==== Article ====

We had just left Cane’s with our lunch and were driving away when I hear this from the backseat:
Haylen – “Mommy, I want to go to the little devil place.”
Me – Did you just say you want to go to the little devil place???
Haylen – Yeah!  They have beans, and tacos, and rice, and chips!!!
Oh, Torchy’s, apparently you’ve won our daughter’s heart.  For a split second I was a little curious about where exactly she wanted to go…


Saturday, December 20, 2014

Clean-up on Aisle 6

Last Tuesday, the girls and I ventured out to the grocery store to pick up some much needed supplies for dinner.  It was just your everyday run of the mill shopping trip until we hit the dairy aisle.  It was there that my sweet, laid back, I don’t just cry for the heck of crying, youngest child started to fuss.  As I leaned over the edge of the shopping cart to grab her binky, I smelled it.  Yup.  She pooped her pants. 

Now for those of you who know, or have met, our sweet baby Hollyn, you’re probably cracking up right about now because you know exactly where this story is headed.  For those of you who are not familiar with our child, please let me explain.  You see, Hollyn really dislikes…okay, dislikes doesn’t even do it justice…hates…well, hates may not even be a strong enough word…the child despises a dirty diaper.  Ha!  I wish I could call every diaper I change dirty!  By the way she lets you know about it, you’d think that diaper couldn’t possibly hold anymore.  Nope.  Wrong.  The slightest smear or smidgen of poo will send her over the edge.  Now as soon as you change her she’s happy as a clam…that is until she decides she really wasn’t finished, she just needed a clean diaper to dirty up again. 

Now back to the story at hand.  By the whiff I smelled, I knew that there was more than a smidge of poo in that diaper and knowing my child we could very well reach a nuclear meltdown of epic proportions if the situation was not handled carefully and soon.  I tried to quiet her with her binky to buy a little more time but to no avail.  As I’m trying to steer the cart, attempting to hold her binky in her mouth and weigh my options all at the same time, I realize that I can’t go to the restroom to change her with my basket full, and there was no way she was gonna make it through checking out without causing quite the scene, not to mention I wasn’t done shopping yet!  So I made the executive decision to go ahead and change her on the least busy aisle I could possibly find.  Don’t judge.  Desperate times call for desperate measures.

====

__The tasks__.
a - In the grocery-store story, which aisle were they on when the youngest child started to fuss?
b - Continue the story about changing Hollyn's diaper at the grocery store, picking up from its final sentence.

==== Given records ====

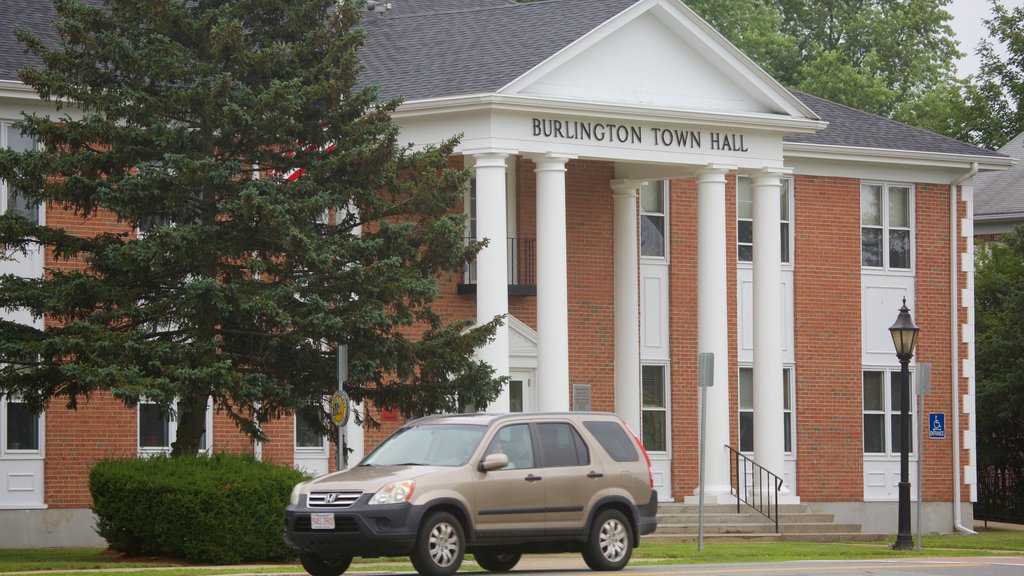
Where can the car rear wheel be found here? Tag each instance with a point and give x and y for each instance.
(318, 567)
(439, 546)
(610, 542)
(497, 561)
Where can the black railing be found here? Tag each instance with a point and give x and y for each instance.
(521, 269)
(1000, 495)
(760, 491)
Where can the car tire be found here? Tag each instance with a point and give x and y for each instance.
(610, 543)
(316, 566)
(497, 561)
(439, 545)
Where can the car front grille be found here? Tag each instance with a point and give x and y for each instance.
(341, 524)
(340, 499)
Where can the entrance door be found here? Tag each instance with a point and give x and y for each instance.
(522, 392)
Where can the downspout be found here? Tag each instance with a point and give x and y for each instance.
(954, 331)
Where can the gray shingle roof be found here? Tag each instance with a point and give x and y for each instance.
(33, 14)
(851, 127)
(1001, 193)
(423, 49)
(435, 48)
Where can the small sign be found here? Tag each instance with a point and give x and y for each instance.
(340, 408)
(322, 521)
(937, 425)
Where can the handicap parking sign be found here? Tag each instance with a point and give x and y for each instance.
(937, 425)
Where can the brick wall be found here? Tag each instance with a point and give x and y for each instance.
(826, 310)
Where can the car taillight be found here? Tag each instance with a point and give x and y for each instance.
(650, 471)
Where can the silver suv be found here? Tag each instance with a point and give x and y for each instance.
(493, 485)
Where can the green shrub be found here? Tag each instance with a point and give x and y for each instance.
(218, 509)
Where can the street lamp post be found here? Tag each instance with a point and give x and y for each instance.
(904, 333)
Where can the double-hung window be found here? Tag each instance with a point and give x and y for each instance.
(654, 410)
(886, 225)
(744, 218)
(883, 399)
(10, 199)
(747, 410)
(19, 427)
(653, 215)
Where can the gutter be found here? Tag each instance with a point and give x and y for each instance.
(954, 331)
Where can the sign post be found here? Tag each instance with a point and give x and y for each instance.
(341, 406)
(706, 379)
(924, 386)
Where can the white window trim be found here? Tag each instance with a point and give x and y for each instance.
(790, 454)
(666, 207)
(4, 124)
(667, 409)
(888, 455)
(172, 429)
(6, 454)
(885, 228)
(309, 450)
(792, 209)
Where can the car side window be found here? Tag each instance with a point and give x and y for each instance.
(515, 442)
(613, 439)
(561, 445)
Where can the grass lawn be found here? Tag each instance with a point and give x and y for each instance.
(66, 561)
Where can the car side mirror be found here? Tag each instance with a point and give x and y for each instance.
(494, 462)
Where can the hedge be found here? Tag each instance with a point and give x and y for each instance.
(211, 509)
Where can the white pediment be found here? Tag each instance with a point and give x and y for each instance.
(658, 53)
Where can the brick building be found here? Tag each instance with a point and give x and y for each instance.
(653, 195)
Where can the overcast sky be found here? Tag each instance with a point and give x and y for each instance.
(967, 24)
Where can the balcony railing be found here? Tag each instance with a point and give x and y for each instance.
(521, 270)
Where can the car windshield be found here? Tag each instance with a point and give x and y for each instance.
(428, 445)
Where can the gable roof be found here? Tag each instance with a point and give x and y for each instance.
(1001, 194)
(851, 127)
(427, 49)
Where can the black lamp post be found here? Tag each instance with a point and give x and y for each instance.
(904, 333)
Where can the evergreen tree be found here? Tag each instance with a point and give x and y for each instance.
(996, 115)
(230, 280)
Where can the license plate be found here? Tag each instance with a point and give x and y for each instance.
(322, 521)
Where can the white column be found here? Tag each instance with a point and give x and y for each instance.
(713, 325)
(768, 422)
(552, 286)
(492, 264)
(627, 298)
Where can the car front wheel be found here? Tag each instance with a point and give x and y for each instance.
(439, 546)
(610, 544)
(497, 562)
(318, 567)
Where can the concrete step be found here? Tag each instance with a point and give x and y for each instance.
(756, 528)
(770, 537)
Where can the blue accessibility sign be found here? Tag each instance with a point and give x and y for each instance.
(937, 425)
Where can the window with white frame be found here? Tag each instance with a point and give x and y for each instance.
(654, 412)
(307, 435)
(653, 218)
(744, 218)
(158, 427)
(20, 428)
(747, 410)
(886, 225)
(883, 400)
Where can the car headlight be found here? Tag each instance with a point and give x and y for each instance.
(394, 493)
(296, 495)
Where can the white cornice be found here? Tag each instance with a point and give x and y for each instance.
(897, 157)
(611, 111)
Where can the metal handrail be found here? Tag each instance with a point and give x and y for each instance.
(764, 501)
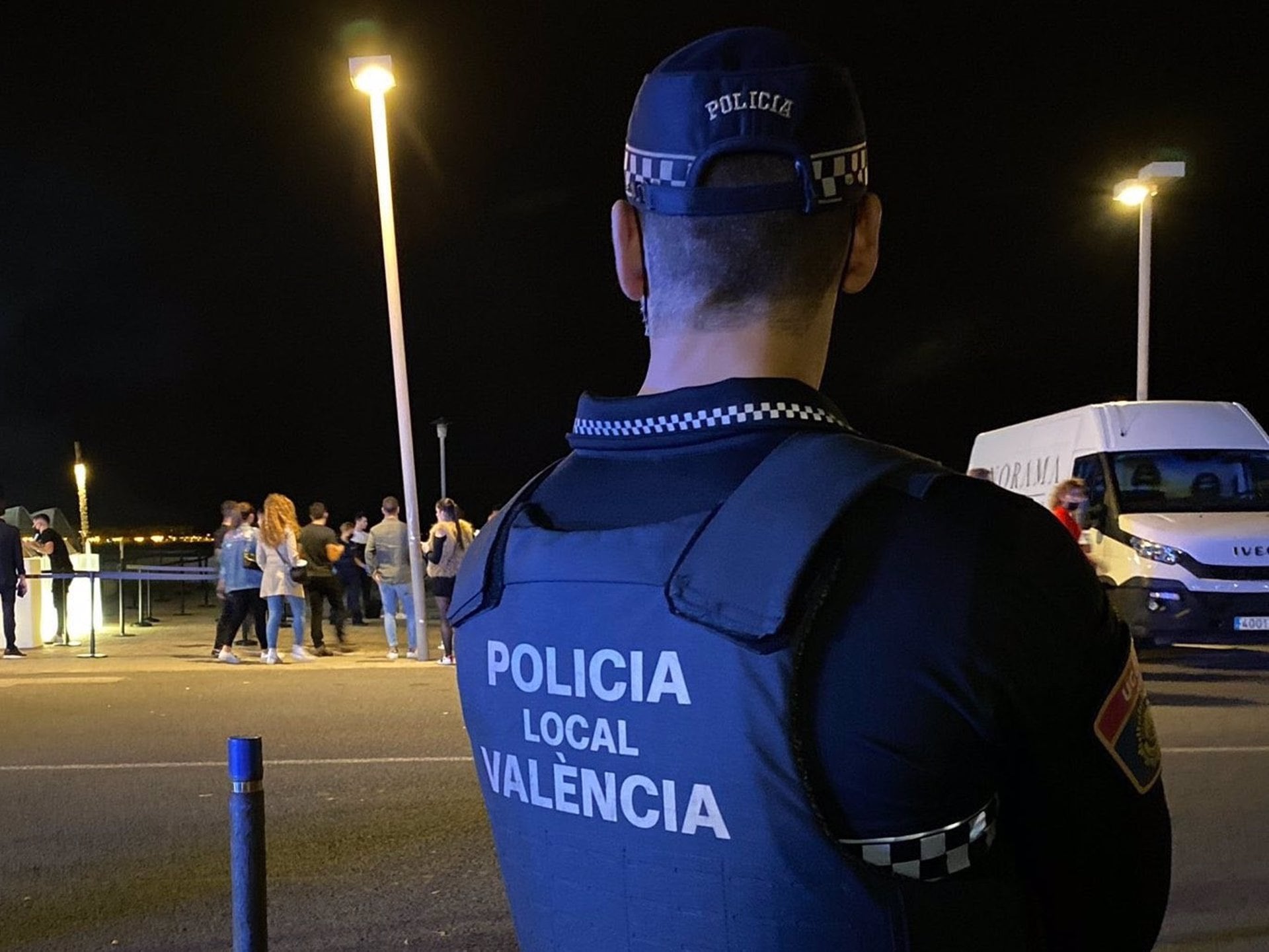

====

__Answer list__.
a - The dairy aisle.

b -
Well, the makeup aisle was pretty deserted so I figured that was about as good a spot as any.  (A quick little side story here:  Before going to the grocery store, I told Haylen that we could look for some Christmas nail polish.  Looking back now, I probably shouldn’t have done that.)  So, while I’m attempting to change the diaper of a wiggling and wailing child who is about as feisty as feisty comes, Haylen is picking up nail polishes at breakneck speed trying to show me each of them and excitedly saying, “Is this a good Christmas color?  What about this one?  Mommy. MOMMY!  What about this one???”  So, as I’m trying not to get poop everywhere or have little bit decide that maybe she wasn’t done yet and blast me with another round (I say this from experience), I’m also praying that our oldest doesn’t drop the cherry red GLASS nail polish bottles she keeps picking up at breakneck speed to show me.  Trust me, I had quite the three ring circus going on.  In the middle of our little escapade, a college aged girl walks down the aisle.  Once she realizes the crazyness she just walked up on, I notice she tries her best not to look and makes her way through the aisle pretty darn quickly (I’m like 90% sure she decided to forego whatever it was she needed on this aisle).  But honestly, who could blame her!  We must have looked like quite the spectacle! 

Now I have to say that in the moment, I was a little mortified to be changing my baby girl in the middle of the makeup aisle, but I got over it pretty quickly.  As a mom, sometimes you just gotta do what you gotta do, and if that means changing your daughter in a carseat that is sitting in a shopping cart in the middle of the makeup aisle, so be it.  By the way, let me tell you that is no easy feat, those changing conditions were less than ideal.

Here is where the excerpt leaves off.